__WHAT TO DO__. Show every line of the entries that contains the word "white", copying each such line in full. Case counts, so match the word only where its capitalization is the same.
-- start of DATA TO USE --
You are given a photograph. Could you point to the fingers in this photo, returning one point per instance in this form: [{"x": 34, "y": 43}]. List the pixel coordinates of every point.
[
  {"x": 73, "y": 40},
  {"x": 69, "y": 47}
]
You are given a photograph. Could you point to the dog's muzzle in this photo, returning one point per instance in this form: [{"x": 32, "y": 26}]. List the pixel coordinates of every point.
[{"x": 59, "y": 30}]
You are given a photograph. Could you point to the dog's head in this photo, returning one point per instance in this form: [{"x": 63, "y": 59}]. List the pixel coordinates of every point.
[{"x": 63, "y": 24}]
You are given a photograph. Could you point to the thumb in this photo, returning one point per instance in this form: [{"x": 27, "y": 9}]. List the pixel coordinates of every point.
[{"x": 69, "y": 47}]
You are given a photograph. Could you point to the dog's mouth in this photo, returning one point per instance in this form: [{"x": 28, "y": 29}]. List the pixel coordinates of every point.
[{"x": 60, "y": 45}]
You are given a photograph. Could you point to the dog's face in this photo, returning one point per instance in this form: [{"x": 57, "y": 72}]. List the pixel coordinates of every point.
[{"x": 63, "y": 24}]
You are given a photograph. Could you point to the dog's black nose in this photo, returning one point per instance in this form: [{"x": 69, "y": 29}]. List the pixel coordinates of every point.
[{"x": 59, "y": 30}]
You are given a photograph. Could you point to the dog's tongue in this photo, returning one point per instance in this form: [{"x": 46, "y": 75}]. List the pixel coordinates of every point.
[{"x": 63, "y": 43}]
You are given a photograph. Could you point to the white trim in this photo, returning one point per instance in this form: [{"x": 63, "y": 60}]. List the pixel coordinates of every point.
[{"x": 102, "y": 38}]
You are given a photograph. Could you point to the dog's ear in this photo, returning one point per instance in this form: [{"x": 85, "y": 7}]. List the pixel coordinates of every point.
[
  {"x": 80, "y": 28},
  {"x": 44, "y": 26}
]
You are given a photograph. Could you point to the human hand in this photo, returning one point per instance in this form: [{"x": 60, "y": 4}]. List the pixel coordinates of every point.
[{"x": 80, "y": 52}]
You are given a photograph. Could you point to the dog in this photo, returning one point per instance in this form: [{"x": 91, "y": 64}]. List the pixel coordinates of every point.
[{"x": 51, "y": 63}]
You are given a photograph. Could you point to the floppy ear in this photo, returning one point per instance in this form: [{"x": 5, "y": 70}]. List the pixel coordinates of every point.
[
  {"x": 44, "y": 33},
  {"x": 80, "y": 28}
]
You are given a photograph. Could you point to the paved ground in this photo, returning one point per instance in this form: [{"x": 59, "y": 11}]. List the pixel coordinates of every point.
-- end of DATA TO USE --
-- start of DATA TO USE --
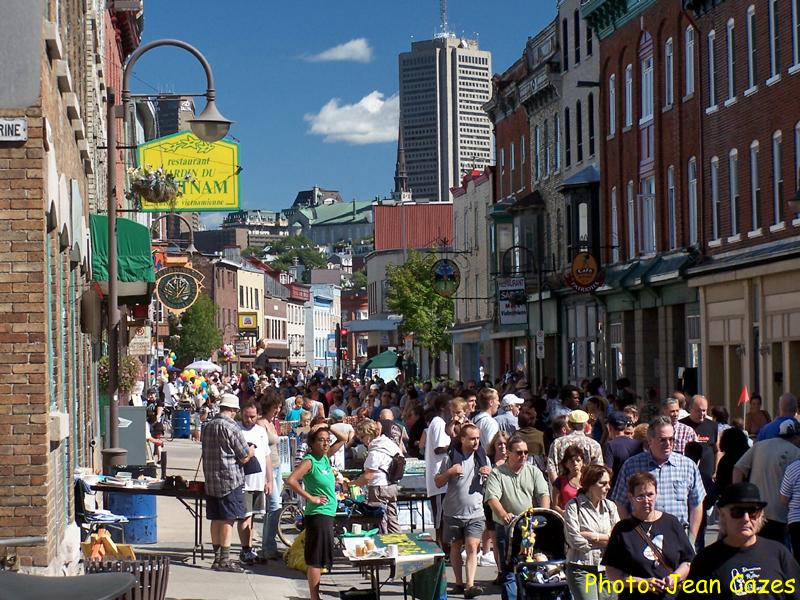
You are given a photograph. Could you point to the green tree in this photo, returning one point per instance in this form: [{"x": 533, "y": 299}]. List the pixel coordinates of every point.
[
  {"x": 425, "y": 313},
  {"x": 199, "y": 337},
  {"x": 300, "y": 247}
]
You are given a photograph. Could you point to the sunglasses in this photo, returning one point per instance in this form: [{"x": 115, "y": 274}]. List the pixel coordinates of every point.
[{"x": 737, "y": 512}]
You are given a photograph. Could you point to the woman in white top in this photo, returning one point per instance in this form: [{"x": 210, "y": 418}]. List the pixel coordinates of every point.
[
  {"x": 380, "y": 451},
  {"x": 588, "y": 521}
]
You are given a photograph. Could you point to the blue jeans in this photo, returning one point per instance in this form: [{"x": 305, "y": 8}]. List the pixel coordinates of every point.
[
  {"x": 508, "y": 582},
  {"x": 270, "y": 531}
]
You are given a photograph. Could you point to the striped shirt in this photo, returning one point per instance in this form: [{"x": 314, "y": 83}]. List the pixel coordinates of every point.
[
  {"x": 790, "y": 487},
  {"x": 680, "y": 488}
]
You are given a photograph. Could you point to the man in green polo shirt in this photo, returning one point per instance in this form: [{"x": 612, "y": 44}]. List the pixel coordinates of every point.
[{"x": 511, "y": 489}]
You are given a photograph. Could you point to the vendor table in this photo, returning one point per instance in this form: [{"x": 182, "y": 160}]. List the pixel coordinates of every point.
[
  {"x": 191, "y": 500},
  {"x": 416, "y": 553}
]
-- end of DATA TO USE --
__REPLY__.
You are given a photograph. Could you point to the white trim in this photo, returning one point per instance in this form: [{"x": 63, "y": 60}]. List the pixel coordinates of every point.
You are given a photograph. Could you point to the woman in white top in this photo, returning one point per instance in this form: [{"x": 210, "y": 418}]. List the pixel coordinates of every point.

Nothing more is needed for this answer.